[Assigned task 1]: In the passage on solar cells, by how much did solar cell production increase in 2007, and to what total?
[Assigned task 2]: Carry the passage on solar cells forward, starting after its last sentence.

[Passage shown]:
===============

How do solar cells work?
Solar cells convert light energy into electrical energy either indirectly (by first converting it into heat) or through a direct process known as the
photovoltaic effect.
The most common types of solar cells are based on the photovoltaic effect. This happens when light falls on a two-layer semiconductor material
and results in a potential difference, or voltage, between the two layers. The voltage produced in the cell is capable of driving a current through
an external electrical circuit that can be utilised to power electrical devices. Solar cells are usually made from silicon, which is treated to release
electrons-thereby generating an electric current-when light strikes it. Solar cell production increased by 50% in 2007, to 3,800 megawatts, and
has been doubling every two years.
What materials are used to produce solar cells?
The most important material for solar cells production is silicon. At the time being, it is almost the only material used for solar cell mass
production.

===============

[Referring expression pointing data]
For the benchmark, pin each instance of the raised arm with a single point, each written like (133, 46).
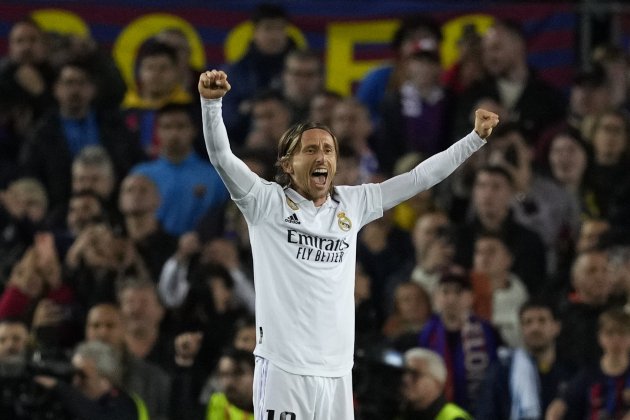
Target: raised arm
(436, 168)
(238, 178)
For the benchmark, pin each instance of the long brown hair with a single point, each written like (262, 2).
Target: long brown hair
(289, 143)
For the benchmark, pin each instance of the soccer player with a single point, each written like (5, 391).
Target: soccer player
(303, 231)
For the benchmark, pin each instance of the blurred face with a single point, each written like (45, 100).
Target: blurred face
(539, 329)
(140, 307)
(589, 100)
(74, 92)
(423, 73)
(98, 179)
(610, 140)
(501, 51)
(590, 233)
(321, 108)
(301, 79)
(452, 301)
(412, 304)
(491, 257)
(104, 323)
(158, 76)
(176, 134)
(590, 277)
(270, 35)
(492, 194)
(82, 212)
(568, 160)
(138, 195)
(419, 387)
(351, 121)
(271, 119)
(87, 378)
(26, 44)
(236, 382)
(614, 339)
(13, 339)
(245, 339)
(427, 228)
(313, 166)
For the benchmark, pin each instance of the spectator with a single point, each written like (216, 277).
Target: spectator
(139, 200)
(157, 85)
(424, 381)
(188, 185)
(66, 130)
(350, 121)
(142, 314)
(388, 78)
(415, 117)
(531, 102)
(467, 343)
(493, 192)
(321, 106)
(13, 339)
(302, 79)
(600, 391)
(589, 278)
(23, 207)
(498, 292)
(522, 384)
(104, 323)
(95, 392)
(270, 117)
(259, 69)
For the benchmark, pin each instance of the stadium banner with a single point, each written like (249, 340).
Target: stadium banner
(351, 36)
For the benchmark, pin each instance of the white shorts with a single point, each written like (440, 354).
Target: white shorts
(280, 395)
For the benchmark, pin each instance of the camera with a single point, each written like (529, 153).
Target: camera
(22, 398)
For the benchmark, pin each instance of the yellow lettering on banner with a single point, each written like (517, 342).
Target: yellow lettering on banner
(238, 39)
(60, 21)
(138, 31)
(341, 68)
(452, 30)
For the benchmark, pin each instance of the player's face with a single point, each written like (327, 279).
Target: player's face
(313, 167)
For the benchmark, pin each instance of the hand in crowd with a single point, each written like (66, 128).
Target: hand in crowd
(26, 277)
(213, 84)
(485, 121)
(189, 245)
(47, 313)
(187, 346)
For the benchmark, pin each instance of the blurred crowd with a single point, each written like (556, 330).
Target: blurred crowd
(501, 293)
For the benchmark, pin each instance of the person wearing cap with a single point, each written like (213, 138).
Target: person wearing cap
(424, 379)
(415, 116)
(467, 343)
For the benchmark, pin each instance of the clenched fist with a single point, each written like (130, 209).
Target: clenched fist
(485, 121)
(213, 84)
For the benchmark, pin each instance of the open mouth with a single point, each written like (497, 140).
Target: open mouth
(320, 175)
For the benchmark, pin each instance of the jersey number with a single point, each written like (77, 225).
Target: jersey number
(285, 415)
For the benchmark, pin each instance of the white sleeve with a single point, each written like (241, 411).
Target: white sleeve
(429, 172)
(173, 286)
(236, 176)
(244, 289)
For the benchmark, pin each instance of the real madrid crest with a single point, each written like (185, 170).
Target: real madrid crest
(292, 204)
(344, 222)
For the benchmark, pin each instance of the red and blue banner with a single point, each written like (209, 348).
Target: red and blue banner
(352, 36)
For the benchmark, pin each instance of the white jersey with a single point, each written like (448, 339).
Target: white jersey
(304, 256)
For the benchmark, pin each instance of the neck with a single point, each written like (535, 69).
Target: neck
(141, 225)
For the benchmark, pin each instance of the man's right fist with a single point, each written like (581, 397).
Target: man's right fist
(213, 84)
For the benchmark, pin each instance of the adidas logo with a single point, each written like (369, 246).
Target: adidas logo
(292, 219)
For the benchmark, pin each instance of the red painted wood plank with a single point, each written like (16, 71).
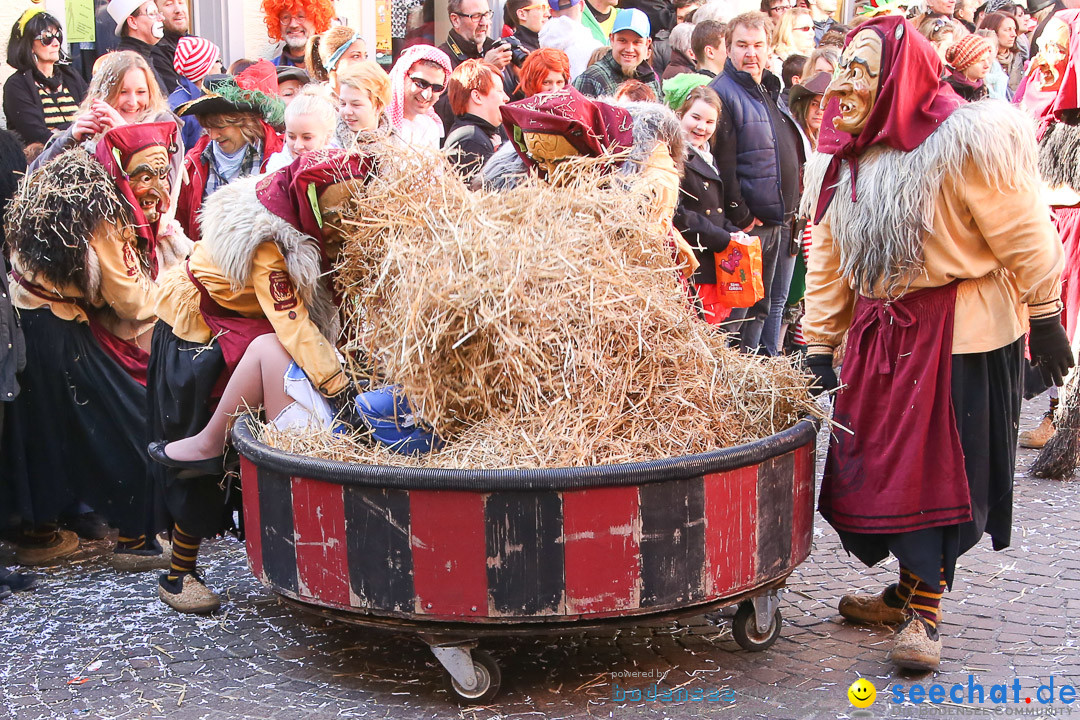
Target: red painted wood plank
(730, 531)
(253, 520)
(322, 560)
(802, 499)
(449, 554)
(601, 537)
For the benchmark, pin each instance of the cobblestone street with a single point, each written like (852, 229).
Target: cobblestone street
(93, 643)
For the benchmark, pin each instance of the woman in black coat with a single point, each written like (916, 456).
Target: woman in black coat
(700, 213)
(44, 94)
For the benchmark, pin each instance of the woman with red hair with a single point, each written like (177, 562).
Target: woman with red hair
(294, 22)
(544, 70)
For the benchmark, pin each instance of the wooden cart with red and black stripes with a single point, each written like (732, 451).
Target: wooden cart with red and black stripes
(459, 555)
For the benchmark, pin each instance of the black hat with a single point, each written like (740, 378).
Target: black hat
(814, 85)
(255, 90)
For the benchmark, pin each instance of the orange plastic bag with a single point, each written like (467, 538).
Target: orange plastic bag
(739, 272)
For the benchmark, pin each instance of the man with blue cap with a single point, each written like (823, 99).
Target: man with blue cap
(628, 59)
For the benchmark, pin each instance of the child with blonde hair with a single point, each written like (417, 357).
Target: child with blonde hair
(310, 121)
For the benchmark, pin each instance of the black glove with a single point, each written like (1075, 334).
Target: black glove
(821, 366)
(1050, 350)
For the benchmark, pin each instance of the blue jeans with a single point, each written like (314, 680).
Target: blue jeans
(778, 294)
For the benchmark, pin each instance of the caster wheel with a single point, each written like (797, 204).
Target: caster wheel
(488, 678)
(744, 629)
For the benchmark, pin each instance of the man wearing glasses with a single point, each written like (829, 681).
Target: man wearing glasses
(139, 27)
(293, 24)
(469, 39)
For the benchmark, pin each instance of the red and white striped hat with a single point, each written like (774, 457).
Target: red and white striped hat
(194, 57)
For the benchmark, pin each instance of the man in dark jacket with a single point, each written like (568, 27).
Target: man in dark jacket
(468, 40)
(760, 140)
(174, 16)
(139, 28)
(628, 59)
(475, 95)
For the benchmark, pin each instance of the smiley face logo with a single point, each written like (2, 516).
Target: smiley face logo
(862, 693)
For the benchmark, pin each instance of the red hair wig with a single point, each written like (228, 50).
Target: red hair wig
(538, 65)
(320, 12)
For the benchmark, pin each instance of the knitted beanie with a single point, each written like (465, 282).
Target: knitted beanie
(194, 56)
(967, 51)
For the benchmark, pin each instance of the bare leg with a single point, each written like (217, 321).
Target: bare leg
(257, 380)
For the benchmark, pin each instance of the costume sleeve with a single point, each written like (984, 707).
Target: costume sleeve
(829, 299)
(661, 178)
(294, 327)
(125, 286)
(1017, 228)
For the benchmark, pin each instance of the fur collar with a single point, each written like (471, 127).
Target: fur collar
(234, 223)
(1060, 155)
(898, 191)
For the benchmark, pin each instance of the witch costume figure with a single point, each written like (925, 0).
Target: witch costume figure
(88, 238)
(640, 138)
(261, 268)
(931, 253)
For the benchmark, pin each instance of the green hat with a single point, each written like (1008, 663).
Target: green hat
(255, 90)
(676, 89)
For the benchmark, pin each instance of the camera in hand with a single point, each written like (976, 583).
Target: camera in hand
(517, 53)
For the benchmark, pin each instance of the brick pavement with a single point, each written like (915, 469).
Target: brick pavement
(1011, 616)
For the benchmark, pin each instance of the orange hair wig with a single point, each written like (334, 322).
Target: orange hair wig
(538, 65)
(320, 12)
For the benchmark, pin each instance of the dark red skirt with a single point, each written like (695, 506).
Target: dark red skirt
(900, 469)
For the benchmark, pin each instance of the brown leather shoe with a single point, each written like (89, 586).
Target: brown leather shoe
(65, 544)
(188, 594)
(872, 609)
(916, 647)
(1040, 435)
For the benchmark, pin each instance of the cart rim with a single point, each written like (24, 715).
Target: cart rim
(554, 478)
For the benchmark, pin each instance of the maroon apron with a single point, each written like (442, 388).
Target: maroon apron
(232, 330)
(126, 354)
(901, 467)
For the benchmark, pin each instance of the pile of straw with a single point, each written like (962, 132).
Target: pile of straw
(540, 327)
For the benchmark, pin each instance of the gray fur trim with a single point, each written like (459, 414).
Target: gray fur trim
(234, 223)
(880, 236)
(652, 123)
(1060, 155)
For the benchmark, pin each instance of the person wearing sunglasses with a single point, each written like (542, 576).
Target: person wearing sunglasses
(417, 81)
(43, 95)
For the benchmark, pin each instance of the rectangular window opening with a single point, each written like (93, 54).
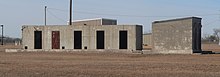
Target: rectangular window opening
(100, 40)
(123, 40)
(77, 39)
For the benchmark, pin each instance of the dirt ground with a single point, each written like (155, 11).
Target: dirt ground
(81, 64)
(78, 64)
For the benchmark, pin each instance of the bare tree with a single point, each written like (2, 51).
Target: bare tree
(217, 34)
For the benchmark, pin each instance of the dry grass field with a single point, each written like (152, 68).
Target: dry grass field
(79, 64)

===============

[Exercise response 1]: It increased by 50%, to 3,800 megawatts.

[Exercise response 2]:
Gallium Arsenide (GaAs)-GaAs is used for production of high-efficiency solar cells. It is often utilised in concentrated PV systems and space
applications. Their efficiency is up to 25%, and up to 28% at concentrated solar radiation. Special types have efficiency over 30%.
Cadmium Telluride (CdTe)-Thin-film material produced by deposition or by sputtering is a promising low-cost foundation for photovoltaic
applications in the future. Lab solar cells' efficiency is up to 16%, while efficiency in the commercial types is up to 8%.
Copper-Indium-dieseline (CuInSe2 or CIS)-Thin-film material has an efficiency of up to 17%. The material is promising, yet not widely used
due to production-specific procedures.
Structure of a Solar Cell
A typical solar cell is a multi-layered material, comprising:
A cover layer of clear glass that provides outer protection from the elements.
Transparent adhesive that holds the glass to the solar cell.
An anti-reflective coating that is designed to maximise energy absorption by
preventing the light that strikes the cell from bouncing off.
Front contact that transmits the electric current.
A thin N-type semiconductor layer made of silicon, doped with phosphorous.
A second thin P-type semiconductor layer of silicon, doped with boron.
A back contact that transmits the electric current.
What are the technologies used to make solar cells?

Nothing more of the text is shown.